• DATASET RECORDS

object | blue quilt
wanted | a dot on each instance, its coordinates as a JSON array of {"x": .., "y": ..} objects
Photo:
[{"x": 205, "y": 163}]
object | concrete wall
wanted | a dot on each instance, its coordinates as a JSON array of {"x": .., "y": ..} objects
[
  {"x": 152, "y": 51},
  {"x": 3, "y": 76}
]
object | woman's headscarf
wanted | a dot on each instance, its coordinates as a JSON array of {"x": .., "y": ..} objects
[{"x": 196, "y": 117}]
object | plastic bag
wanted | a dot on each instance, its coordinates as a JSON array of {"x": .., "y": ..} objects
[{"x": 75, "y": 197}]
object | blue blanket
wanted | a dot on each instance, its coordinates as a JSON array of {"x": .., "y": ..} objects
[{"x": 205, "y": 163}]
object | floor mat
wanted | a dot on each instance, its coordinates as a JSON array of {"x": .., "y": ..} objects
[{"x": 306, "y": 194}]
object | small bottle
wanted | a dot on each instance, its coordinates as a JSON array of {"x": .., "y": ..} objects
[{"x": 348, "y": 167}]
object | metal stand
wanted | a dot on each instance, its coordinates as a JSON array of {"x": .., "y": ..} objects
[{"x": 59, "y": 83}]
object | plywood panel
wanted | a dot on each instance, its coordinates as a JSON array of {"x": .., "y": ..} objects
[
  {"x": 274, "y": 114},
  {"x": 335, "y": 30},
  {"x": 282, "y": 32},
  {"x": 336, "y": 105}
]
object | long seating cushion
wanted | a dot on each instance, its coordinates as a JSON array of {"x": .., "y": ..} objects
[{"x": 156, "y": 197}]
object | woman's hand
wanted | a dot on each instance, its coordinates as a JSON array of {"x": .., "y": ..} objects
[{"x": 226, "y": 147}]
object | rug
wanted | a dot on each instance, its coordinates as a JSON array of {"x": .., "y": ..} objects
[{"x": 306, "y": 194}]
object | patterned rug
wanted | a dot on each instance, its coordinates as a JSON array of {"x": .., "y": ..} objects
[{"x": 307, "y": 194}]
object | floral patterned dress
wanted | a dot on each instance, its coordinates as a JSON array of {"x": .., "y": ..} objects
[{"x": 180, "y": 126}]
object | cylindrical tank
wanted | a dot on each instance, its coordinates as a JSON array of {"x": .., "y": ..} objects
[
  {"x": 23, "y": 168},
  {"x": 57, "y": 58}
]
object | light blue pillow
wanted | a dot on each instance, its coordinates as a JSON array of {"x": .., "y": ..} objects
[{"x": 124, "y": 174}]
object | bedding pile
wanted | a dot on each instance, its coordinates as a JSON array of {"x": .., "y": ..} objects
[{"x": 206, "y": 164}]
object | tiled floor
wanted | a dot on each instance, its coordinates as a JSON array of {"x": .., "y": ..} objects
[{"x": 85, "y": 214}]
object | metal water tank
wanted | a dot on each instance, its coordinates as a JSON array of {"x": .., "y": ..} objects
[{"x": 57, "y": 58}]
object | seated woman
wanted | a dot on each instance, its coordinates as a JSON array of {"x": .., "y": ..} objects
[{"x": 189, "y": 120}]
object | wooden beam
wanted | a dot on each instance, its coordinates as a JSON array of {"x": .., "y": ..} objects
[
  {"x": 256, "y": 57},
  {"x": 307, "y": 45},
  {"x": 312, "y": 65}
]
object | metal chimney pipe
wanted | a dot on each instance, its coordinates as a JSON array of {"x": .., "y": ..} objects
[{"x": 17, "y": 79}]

• WORK REQUIRED
Rewrite every one of the items with "a dot" changed to "a marker", leaving everything else unchanged.

• CORRECT RESULT
object | blue quilt
wanted | a marker on each instance, its coordinates as a JSON array of {"x": .., "y": ..} objects
Photo:
[{"x": 205, "y": 163}]
object | concrete wall
wanted | a marker on each instance, its coordinates as a JSON array of {"x": .., "y": ..} objects
[
  {"x": 152, "y": 51},
  {"x": 3, "y": 76}
]
object | woman's headscarf
wanted | a marker on each instance, its coordinates as a JSON array of {"x": .., "y": ..} objects
[{"x": 196, "y": 117}]
object | plastic bag
wanted | a marker on each instance, its coordinates as a JSON array of {"x": .., "y": ..} objects
[{"x": 75, "y": 197}]
object | blue blanket
wanted | a marker on each instance, its coordinates as a JSON array of {"x": .., "y": ..} objects
[{"x": 205, "y": 163}]
object | floor mat
wanted | a marker on each instance, its coordinates as a JSON array of {"x": .., "y": ..} objects
[{"x": 306, "y": 194}]
object | small bottle
wanted | a marker on each instance, its coordinates as a JSON array of {"x": .., "y": ..} objects
[{"x": 348, "y": 167}]
object | metal stand
wanted | a marker on each instance, its coordinates as a JSON array of {"x": .., "y": ..} objects
[{"x": 59, "y": 83}]
object | plywood panel
wanted | a marker on each instance, its coordinates as a JSON array of {"x": .., "y": ..} objects
[
  {"x": 274, "y": 114},
  {"x": 335, "y": 30},
  {"x": 282, "y": 32},
  {"x": 336, "y": 105}
]
object | long seating cushion
wanted | a marker on each instance, its coordinates as a JSON array of {"x": .., "y": ..} objects
[{"x": 156, "y": 197}]
object | woman's hand
wanted | a marker on each instance, its coordinates as a JSON array of {"x": .., "y": ..} objects
[{"x": 226, "y": 147}]
object | rug
wanted | a marker on each instance, its coordinates as a JSON array of {"x": .., "y": ..} objects
[{"x": 306, "y": 194}]
object | patterned rug
wanted | a marker on each instance, its coordinates as a JSON array of {"x": .., "y": ..} objects
[{"x": 307, "y": 194}]
object | floral patterned dress
wanted | a marker on each instance, its coordinates as a JSON array of {"x": .., "y": ..} objects
[{"x": 180, "y": 126}]
object | cylindrical tank
wanted | a marker on each instance, its coordinates as a JSON array of {"x": .., "y": ..} objects
[
  {"x": 23, "y": 168},
  {"x": 57, "y": 58}
]
object | light blue pillow
wanted | a marker on each instance, its coordinates as a JSON array of {"x": .., "y": ..} objects
[{"x": 124, "y": 174}]
object | bedding pile
wanted | a marker on each instance, its coordinates as a JSON array of {"x": .., "y": ..} objects
[{"x": 206, "y": 164}]
object | tiled floor
wanted | a marker on each instance, its coordinates as a JSON array of {"x": .., "y": ..} objects
[{"x": 85, "y": 214}]
object | metal water tank
wanted | a marker on each instance, its coordinates as a JSON array of {"x": .., "y": ..} objects
[{"x": 57, "y": 58}]
object | seated woman
wanted | a marker on each instance, its coordinates as a JSON array of {"x": .., "y": ..} objects
[{"x": 189, "y": 120}]
object | wooden beam
wanted | a marker on each instance, its coordinates as a JSON array of {"x": .., "y": ..} objects
[
  {"x": 256, "y": 57},
  {"x": 307, "y": 45},
  {"x": 312, "y": 65}
]
object | metal chimney pipe
wanted | a marker on each instance, its coordinates as a JSON array of {"x": .., "y": ..} objects
[{"x": 17, "y": 79}]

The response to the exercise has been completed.